▸ TEXT SHOWN
— Begin —

And evantually we call the kernel with tdsops%n below in #L43.

x3d2/src/cuda/exec_dist.f90

Lines 40 to 44 in ce2efbc

    
           call der_univ_dist<<<blocks, threads>>>( & !& 
        
             du, du_send_s, du_send_e, u, u_recv_s, u_recv_e, & 
        
             tdsops%coeffs_s_dev, tdsops%coeffs_e_dev, tdsops%coeffs_dev, & 
        
             tdsops%n, tdsops%dist_fw_dev, tdsops%dist_bw_dev, tdsops%dist_af_dev & 
        
             )

Halo exchange

The actual n of the field is also important in halo exchanges. Because if we can't determine the actual n, whether its pressure or velocity, we can't send the right last 4 slices to the neighbouring ranks.

x3d2/src/cuda/backend.f90

Lines 395 to 396 in ce2efbc

    
           call copy_into_buffers(self%u_send_s_dev, self%u_send_e_dev, u_dev, & 
        
                                  tdsops_dev%n)

That's why we need to pass an n into the copy_into_buffers, so that the last 4 layers are accessed correctly, based on its pressure or velocity data. See below.

x3d2/src/omp/backend.f90

Line 412 in ce2efbc

u_send_e(i, j, k) = u(i, n - n_halo + j, k)

Because of this we need to pass an n value to the copy_into_buffers, and can't assume its field_t%n.

— End —

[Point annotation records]

— Begin —

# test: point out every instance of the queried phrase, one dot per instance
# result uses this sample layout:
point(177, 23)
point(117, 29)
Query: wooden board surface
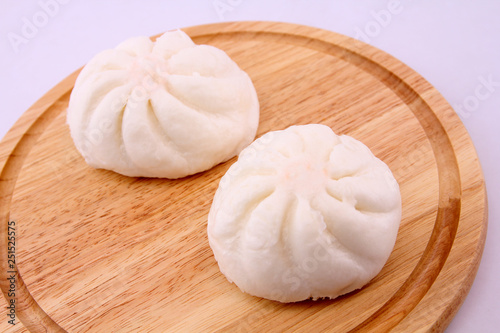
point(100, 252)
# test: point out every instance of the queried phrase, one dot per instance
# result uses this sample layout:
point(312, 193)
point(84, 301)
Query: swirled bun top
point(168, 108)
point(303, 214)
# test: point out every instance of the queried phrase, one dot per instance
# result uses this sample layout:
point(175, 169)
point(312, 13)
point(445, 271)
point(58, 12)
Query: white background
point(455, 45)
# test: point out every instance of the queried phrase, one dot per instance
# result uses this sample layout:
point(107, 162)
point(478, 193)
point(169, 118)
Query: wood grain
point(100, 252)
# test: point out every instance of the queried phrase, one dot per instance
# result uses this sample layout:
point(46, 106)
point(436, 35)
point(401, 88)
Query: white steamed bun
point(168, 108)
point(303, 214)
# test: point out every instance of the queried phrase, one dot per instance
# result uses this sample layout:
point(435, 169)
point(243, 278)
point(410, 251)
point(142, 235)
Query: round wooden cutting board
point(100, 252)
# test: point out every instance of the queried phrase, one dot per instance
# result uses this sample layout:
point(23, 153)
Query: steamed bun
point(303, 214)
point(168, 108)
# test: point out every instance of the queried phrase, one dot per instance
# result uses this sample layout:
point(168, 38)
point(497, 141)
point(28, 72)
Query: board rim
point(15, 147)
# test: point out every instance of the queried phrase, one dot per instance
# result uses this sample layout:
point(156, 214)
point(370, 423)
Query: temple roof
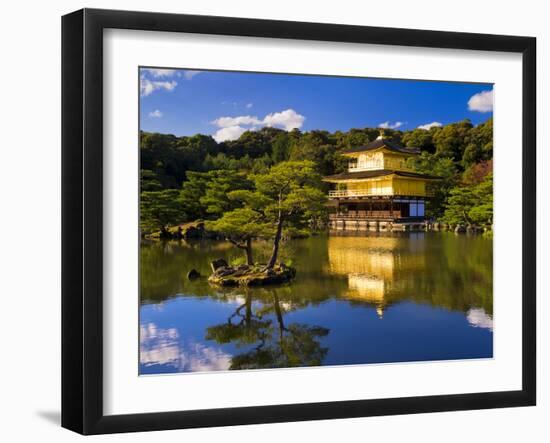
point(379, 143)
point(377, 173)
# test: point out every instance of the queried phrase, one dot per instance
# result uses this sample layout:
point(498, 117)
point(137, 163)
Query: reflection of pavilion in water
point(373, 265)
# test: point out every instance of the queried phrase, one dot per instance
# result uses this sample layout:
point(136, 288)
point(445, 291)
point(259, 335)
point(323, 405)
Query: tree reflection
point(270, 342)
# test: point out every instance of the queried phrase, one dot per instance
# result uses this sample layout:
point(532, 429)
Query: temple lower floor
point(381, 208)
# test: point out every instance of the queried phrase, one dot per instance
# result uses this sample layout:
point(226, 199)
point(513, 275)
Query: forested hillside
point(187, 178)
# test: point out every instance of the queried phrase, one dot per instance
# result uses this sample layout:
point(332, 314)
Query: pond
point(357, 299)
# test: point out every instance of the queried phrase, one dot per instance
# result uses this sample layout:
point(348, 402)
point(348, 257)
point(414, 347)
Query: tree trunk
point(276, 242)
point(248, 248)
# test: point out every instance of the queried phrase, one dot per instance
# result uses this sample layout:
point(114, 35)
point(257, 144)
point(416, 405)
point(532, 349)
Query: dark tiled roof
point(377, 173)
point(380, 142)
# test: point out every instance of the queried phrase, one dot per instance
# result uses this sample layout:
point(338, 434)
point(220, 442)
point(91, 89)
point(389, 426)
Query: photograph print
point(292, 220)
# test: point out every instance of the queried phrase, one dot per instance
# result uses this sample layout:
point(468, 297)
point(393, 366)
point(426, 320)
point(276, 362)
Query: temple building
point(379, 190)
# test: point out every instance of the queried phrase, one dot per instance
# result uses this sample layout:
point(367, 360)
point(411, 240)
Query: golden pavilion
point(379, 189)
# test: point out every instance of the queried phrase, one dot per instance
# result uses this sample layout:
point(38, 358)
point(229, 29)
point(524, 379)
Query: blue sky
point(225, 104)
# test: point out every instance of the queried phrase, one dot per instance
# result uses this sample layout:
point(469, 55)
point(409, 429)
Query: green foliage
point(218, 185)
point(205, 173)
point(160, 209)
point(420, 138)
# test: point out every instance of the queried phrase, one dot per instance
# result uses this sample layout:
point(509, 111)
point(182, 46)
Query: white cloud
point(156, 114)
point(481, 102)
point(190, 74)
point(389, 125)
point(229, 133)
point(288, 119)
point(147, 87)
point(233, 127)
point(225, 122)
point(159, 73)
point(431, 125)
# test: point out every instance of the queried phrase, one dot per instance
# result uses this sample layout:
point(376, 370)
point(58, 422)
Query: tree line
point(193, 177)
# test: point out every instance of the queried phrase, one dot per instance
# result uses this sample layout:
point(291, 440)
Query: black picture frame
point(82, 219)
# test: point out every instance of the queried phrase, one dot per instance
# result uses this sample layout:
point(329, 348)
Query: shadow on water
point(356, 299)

— End —
— Begin —

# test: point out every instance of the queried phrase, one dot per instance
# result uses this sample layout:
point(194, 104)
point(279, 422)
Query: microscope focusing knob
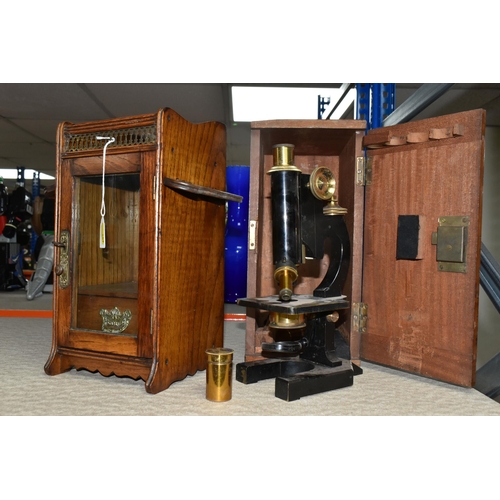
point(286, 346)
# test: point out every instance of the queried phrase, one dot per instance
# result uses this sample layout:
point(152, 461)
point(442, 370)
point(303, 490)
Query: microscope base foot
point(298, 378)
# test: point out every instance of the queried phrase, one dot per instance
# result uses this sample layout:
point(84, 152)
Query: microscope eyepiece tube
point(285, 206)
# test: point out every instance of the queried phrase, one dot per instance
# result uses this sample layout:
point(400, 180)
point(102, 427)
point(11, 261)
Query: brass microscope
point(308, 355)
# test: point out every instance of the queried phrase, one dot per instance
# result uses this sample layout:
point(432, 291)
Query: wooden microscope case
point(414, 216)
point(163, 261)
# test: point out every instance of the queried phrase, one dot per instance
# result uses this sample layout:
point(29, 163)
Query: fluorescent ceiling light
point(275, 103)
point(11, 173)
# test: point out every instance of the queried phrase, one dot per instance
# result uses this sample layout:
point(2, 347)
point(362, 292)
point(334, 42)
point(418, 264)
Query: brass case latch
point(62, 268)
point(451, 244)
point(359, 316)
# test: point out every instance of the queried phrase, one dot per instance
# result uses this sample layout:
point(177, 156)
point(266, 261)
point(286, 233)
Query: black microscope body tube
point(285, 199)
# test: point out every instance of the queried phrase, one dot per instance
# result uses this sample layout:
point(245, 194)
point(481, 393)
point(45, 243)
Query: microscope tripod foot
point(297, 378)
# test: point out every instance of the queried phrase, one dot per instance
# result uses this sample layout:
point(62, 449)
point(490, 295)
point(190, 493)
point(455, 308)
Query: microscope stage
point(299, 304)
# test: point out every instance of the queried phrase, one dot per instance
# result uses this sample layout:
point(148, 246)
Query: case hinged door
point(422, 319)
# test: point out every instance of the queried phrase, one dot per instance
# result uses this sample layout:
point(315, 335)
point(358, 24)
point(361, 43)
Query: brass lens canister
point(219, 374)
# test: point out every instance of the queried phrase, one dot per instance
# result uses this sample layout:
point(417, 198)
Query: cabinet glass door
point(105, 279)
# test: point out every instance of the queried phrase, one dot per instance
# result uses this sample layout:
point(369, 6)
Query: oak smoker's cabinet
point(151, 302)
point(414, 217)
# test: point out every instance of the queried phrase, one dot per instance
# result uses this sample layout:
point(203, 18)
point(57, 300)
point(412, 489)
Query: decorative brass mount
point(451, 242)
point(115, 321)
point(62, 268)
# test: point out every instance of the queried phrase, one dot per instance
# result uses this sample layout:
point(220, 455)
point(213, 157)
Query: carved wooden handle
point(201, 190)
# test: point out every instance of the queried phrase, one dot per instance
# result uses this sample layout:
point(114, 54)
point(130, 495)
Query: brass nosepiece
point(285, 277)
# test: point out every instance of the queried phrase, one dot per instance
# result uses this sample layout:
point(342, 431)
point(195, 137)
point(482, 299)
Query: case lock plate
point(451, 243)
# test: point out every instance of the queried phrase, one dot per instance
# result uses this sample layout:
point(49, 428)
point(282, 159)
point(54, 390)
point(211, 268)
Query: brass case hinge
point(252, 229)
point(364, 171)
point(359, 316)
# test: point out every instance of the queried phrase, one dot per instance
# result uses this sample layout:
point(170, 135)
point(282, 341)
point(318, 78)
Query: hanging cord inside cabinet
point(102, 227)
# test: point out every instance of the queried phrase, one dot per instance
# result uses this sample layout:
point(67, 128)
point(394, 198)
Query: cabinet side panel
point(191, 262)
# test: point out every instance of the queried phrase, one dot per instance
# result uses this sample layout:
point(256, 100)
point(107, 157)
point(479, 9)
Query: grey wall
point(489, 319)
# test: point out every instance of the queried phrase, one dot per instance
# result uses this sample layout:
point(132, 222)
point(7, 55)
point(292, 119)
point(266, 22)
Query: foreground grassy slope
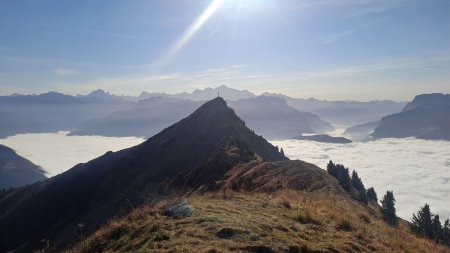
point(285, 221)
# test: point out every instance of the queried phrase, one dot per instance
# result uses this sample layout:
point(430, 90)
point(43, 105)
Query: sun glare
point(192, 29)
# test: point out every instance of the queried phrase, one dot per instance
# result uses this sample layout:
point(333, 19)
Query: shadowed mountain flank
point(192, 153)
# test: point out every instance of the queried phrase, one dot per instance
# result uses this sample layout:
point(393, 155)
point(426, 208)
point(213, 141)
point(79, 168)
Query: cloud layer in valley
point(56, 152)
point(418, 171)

— End —

▸ WRITTEN INSTRUCTION 1
According to the halo exchange text, why does an n value need to be passed into copy_into_buffers?
▸ WRITTEN INSTRUCTION 2
Render this sentence from the halo exchange text in Spanish: "The actual n of the field is also important in halo exchanges."
▸ WRITTEN INSTRUCTION 3
In the halo exchange text, reproduce the passage from "Lines 395 to" to "data. See below.".
The records stand apart from the halo exchange text.

▸ FULL SOLUTION 1
It ensures the last 4 layers are accessed correctly, depending on whether the data is pressure or velocity.

▸ FULL SOLUTION 2
El n real del campo también es importante en los intercambios de halo.

▸ FULL SOLUTION 3
Lines 395 to 396 in ce2efbc

    
           call copy_into_buffers(self%u_send_s_dev, self%u_send_e_dev, u_dev, & 
        
                                  tdsops_dev%n)

That's why we need to pass an n into the copy_into_buffers, so that the last 4 layers are accessed correctly, based on its pressure or velocity data. See below.